— Instructions to follow —
Type out all the data below, word for word.

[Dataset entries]

● ● ● ●

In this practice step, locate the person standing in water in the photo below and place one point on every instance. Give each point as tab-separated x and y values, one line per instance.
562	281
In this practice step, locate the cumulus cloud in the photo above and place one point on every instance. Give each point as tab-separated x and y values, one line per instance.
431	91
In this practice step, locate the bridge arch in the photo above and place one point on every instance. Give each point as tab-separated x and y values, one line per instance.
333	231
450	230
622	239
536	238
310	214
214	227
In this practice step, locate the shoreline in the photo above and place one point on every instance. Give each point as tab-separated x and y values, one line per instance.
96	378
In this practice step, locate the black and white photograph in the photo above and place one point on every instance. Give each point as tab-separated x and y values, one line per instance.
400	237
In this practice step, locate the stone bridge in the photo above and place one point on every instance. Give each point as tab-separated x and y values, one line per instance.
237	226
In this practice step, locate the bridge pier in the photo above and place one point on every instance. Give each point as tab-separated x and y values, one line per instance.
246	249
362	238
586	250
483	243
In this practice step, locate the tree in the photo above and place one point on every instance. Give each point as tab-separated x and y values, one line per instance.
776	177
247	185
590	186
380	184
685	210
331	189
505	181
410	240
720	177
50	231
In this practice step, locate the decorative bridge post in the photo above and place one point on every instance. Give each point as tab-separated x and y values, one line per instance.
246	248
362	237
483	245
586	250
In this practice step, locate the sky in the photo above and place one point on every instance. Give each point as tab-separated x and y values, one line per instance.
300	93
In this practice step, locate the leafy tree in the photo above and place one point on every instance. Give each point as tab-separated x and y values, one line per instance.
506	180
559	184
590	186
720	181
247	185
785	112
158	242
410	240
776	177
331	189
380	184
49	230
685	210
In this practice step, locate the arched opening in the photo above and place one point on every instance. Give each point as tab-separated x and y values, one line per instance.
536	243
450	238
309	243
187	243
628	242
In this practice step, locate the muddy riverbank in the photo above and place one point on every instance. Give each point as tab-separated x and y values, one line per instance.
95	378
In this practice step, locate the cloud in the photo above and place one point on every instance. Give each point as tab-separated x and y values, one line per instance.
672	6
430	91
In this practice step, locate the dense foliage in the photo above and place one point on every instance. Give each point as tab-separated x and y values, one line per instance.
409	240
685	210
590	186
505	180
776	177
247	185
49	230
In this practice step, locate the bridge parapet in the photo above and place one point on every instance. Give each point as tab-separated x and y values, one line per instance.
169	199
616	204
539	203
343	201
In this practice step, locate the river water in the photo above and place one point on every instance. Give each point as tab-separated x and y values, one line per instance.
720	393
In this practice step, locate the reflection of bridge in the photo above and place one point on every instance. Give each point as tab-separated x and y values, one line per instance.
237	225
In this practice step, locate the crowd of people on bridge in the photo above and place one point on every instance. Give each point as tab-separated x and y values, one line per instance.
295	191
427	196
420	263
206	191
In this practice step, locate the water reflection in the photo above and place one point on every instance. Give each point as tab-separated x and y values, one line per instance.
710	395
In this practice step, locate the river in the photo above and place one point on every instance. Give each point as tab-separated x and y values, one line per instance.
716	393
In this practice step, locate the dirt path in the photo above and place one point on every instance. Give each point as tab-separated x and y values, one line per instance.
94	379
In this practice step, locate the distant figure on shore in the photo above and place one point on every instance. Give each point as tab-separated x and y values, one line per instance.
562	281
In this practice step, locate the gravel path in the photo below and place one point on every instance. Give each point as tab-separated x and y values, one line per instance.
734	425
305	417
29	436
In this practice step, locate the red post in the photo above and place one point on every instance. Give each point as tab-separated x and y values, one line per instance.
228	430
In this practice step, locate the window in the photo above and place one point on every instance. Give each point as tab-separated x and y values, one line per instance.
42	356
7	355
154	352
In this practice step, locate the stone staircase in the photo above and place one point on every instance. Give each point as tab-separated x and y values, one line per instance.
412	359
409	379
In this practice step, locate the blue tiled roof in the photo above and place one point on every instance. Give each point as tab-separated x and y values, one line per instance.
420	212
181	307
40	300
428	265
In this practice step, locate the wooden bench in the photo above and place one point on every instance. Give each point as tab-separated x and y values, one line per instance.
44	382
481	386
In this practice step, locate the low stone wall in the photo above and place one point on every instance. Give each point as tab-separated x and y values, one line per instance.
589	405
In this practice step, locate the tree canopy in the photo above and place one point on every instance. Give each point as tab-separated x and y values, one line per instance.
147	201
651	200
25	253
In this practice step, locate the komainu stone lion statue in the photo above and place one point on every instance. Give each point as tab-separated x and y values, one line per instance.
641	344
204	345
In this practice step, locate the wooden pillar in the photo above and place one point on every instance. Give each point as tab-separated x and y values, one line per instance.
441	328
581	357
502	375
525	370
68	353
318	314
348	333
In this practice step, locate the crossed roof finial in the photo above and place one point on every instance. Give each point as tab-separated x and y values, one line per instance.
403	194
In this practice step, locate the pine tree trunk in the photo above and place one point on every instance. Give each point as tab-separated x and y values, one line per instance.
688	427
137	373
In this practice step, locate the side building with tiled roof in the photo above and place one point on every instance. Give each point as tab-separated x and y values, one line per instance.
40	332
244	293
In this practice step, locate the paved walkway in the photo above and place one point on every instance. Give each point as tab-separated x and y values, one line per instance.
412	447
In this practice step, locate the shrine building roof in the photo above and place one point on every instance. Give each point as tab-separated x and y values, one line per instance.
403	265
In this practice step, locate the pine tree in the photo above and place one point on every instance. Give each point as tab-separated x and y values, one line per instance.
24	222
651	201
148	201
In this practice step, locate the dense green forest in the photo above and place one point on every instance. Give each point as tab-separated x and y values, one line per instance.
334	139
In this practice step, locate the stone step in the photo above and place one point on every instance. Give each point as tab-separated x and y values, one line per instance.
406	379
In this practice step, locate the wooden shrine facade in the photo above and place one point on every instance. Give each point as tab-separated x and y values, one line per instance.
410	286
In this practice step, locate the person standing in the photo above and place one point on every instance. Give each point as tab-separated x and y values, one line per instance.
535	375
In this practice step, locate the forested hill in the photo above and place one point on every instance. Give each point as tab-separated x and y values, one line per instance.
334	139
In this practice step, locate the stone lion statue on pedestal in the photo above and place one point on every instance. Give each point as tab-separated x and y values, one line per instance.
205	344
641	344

● ● ● ●

— Solved problem —
In this practice step, locate the person standing in water in the photo below and place one point on every instance. Give each point as tab-separated x and y values, one line per instance.
562	281
In this practice step, locate the cumulus cloud in the photo above and place one point on every instance. Give each point as tab-separated x and y values, one line per instance.
431	91
In this practice step, locate the bridge arch in the photo above and place one point on every instance. Give each point as tab-separated x and y values, one line per instance.
333	231
450	230
622	239
536	238
310	214
214	227
In this practice step, locate the shoreline in the photo above and place one point on every instance. Give each point as tab-separated x and y values, one line per instance.
96	378
In this practice step, locate the black and white photograph in the photo above and place one point on every instance. Give each point as tab-separated x and y values, one line per instance.
400	237
In this practice step, locate the stone bridge in the photo above and place one point on every instance. Give each point as tab-separated x and y values, one line per instance.
237	226
In this practice step, locate the bridge pier in the photo above and place one point on every instance. Give each point as tab-separated x and y values, one line per instance.
246	249
362	238
586	250
483	243
In this practice step, locate the tree in the photo above and place one point on every instance. Give each point as tab-separated x and y values, one line per instance.
776	177
247	185
590	186
380	184
685	210
331	189
505	181
410	240
720	177
50	231
In this practice step, locate the decorative bridge post in the photo above and place one point on every instance. Give each point as tab-separated x and y values, one line per instance.
246	248
362	237
483	245
586	250
In this practice step, locate the sky in the photo above and place one point on every instance. Give each point as tab-separated x and y values, one line per instance.
300	93
In this practice step, locate the leafy tree in the photo above and place one point on every instance. Give each point as tab-separated x and y values, one line per instance.
506	180
559	184
590	186
720	181
247	185
785	112
158	242
410	240
776	177
331	189
380	184
49	230
685	210
In this practice step, locate the arched opening in the photo above and place one point on every instance. Give each point as tab-separated x and y values, one line per instance.
536	243
450	238
309	243
187	243
628	242
In this practice step, locate the muddy riverbank in the photo above and place one point on every instance. Give each point as tab-separated x and y values, one line per instance.
95	378
In this practice step, locate the cloud in the photo above and place one point on every instance. Give each point as tab-separated x and y values, one line per instance.
672	6
430	91
In this practice step, locate the dense foliage in the photo above and place one point on every instance. Give each point as tab-separated x and y values, one line per instance.
409	240
685	210
590	186
505	180
776	177
247	185
49	230
In this practice step, locate the bridge parapet in the photo above and place one point on every instance. Give each point as tab-separated x and y values, one line per instance.
169	199
616	204
539	203
343	201
In this practice step, locate the river water in the photo above and place one point on every instance. Give each point as tab-separated x and y values, one line per instance.
720	393
In this practice step, locate the reflection of bridge in the photo above and place one point on every instance. Give each point as tab-separated x and y values, one line per instance.
237	225
In this practice step, locate the crowd of people on bridge in the photo above and place one point on every instance. Give each point as tab-separated x and y values, one line per instance.
295	191
427	196
420	263
206	191
In this practice step, locate the water reflection in the photo above and place one point on every instance. Give each point as tab-separated x and y values, one line per instance.
710	395
In this practice step, locate the river in the photo above and place one point on every instance. Give each point as tab-separated x and y values, one line per instance.
716	393
In this practice step, locate the dirt path in the photo above and place one point on every instance. Give each point as tab-separated x and y values, one line per instance.
94	379
In this practice step, locate the distant figure on shore in the photo above and place one point on every instance. Give each point as tab-separated x and y values, one line per instance.
562	281
In this practice step, locate the gravel path in the photo below and place one point on every instance. Give each point as tab-separated x and y values, one line per instance.
734	425
305	417
29	436
In this practice step, locate the red post in the photo above and place one point on every instance. Give each point as tab-separated x and y values, one line per instance.
228	430
In this practice step, locate the window in the photo above and place one point on every instance. Give each point as tab-separated x and y values, one line per instance.
42	356
7	355
154	352
In this practice step, locate the stone staircase in the photo above and place one point on every instance. Give each point as tab-separated x and y values, one line per instance.
412	359
409	379
In this practice step, locate the blue tiled roof in the photo above and place one point on every instance. Give each point as tab-separated x and y values, one line per instance.
420	212
181	307
40	300
428	265
In this practice step, locate the wooden bench in the photo above and place one point on every instance. Give each point as tab-separated x and y values, one line per instance.
44	382
481	386
In this practice step, locate the low stone wall in the photo above and place one point on every instance. Give each point as tab-separated x and y values, one line per instance.
589	405
In this practice step, locate the tree canopy in the photo above and place one point on every instance. Give each point as tab-separated x and y values, one line per instance.
147	201
651	200
25	253
In this practice step, locate the komainu stone lion statue in the photo above and place one point on every instance. Give each point as tab-separated x and y values, one line per instance.
641	344
204	345
In this practice step, locate the wooden pillar in the photo above and place one point on every instance. Give each point as tab-separated x and y values, one line per instance.
441	328
581	357
502	375
525	370
68	353
318	314
348	333
In this practice step, locate the crossed roof finial in the photo above and place one point on every instance. Give each point as tab-separated x and y values, one line per instance.
403	194
In this practice step, locate the pine tree trunk in the photo above and place one point on every instance. Give each point as tab-separated x and y values, one line per instance.
688	427
137	373
In this practice step, locate the side building with tiled roof in the photo above and place one point on every instance. Give each point as tab-separated x and y values, one line per instance.
40	332
244	293
In this practice step, locate the paved walkway in the photo above and place one point on every instance. Give each point as tab-separated x and y values, one line per instance.
412	447
In this practice step, locate the shrine building roof in the photo above and place one point on every instance. Give each point as tab-separated x and y values, one line per instance.
403	265
In this practice step, locate the pine tree in the photo above and place one point on every instance. Give each point as tab-separated x and y values, one line per instance.
24	222
651	201
148	201
In this practice step, locate the dense green forest in the photo above and place one point on every instance. Give each point as tab-separated x and y values, one line per instance.
334	139
In this practice step, locate the stone step in the photo above and place one point on every instance. Give each point as tab-separated x and y values, one line per instance.
406	379
In this practice step, locate the wooden shrine facade in the photo above and place one point on every instance. Give each point as tab-separated x and y values, one line per instance.
410	286
In this practice step, locate the person standing in the photo above and place one point on every instance. Give each point as tab-separated x and y values, one line per instance.
535	375
In this practice step, locate the forested hill in the photo above and place one point on every instance. Give each point as tab-separated x and y values, one line per instance.
334	139
In this practice step, locate the stone lion statue on pedestal in the photo above and place one point on every instance. Give each point as tab-separated x and y values, one line per instance.
205	344
641	344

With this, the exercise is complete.